Work required =>
In the listing below, the lines starting with the line with "column 328, row 140" and going on through the line with "column 123, row 326" are to be reproduced exactly, and only those.

Data =>

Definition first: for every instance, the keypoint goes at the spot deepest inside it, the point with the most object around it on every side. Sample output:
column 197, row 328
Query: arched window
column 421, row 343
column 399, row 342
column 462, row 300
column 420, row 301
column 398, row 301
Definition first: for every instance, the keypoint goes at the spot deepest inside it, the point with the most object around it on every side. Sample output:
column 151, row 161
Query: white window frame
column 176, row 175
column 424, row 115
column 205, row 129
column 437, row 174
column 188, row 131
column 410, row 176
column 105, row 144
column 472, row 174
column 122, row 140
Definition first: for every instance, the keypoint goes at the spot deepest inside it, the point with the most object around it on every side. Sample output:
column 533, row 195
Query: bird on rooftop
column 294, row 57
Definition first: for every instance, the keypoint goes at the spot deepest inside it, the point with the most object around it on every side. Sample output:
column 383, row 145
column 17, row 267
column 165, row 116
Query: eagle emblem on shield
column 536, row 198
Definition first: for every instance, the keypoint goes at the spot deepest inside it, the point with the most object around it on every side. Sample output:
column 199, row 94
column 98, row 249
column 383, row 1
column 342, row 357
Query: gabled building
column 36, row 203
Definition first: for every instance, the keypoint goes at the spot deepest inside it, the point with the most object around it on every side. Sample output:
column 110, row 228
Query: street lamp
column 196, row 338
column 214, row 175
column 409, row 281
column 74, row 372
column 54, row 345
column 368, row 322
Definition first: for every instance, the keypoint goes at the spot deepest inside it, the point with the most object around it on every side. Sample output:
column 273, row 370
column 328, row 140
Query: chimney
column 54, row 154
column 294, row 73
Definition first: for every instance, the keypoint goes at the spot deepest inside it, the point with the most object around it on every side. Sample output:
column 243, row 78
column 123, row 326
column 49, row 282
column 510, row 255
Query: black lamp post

Exercise answer =>
column 328, row 140
Query: chimney
column 54, row 154
column 294, row 73
Definition first: for every instance, the keypoint goes at the spot deepest inside it, the point with the most object around it on every side. Sample output:
column 243, row 78
column 123, row 326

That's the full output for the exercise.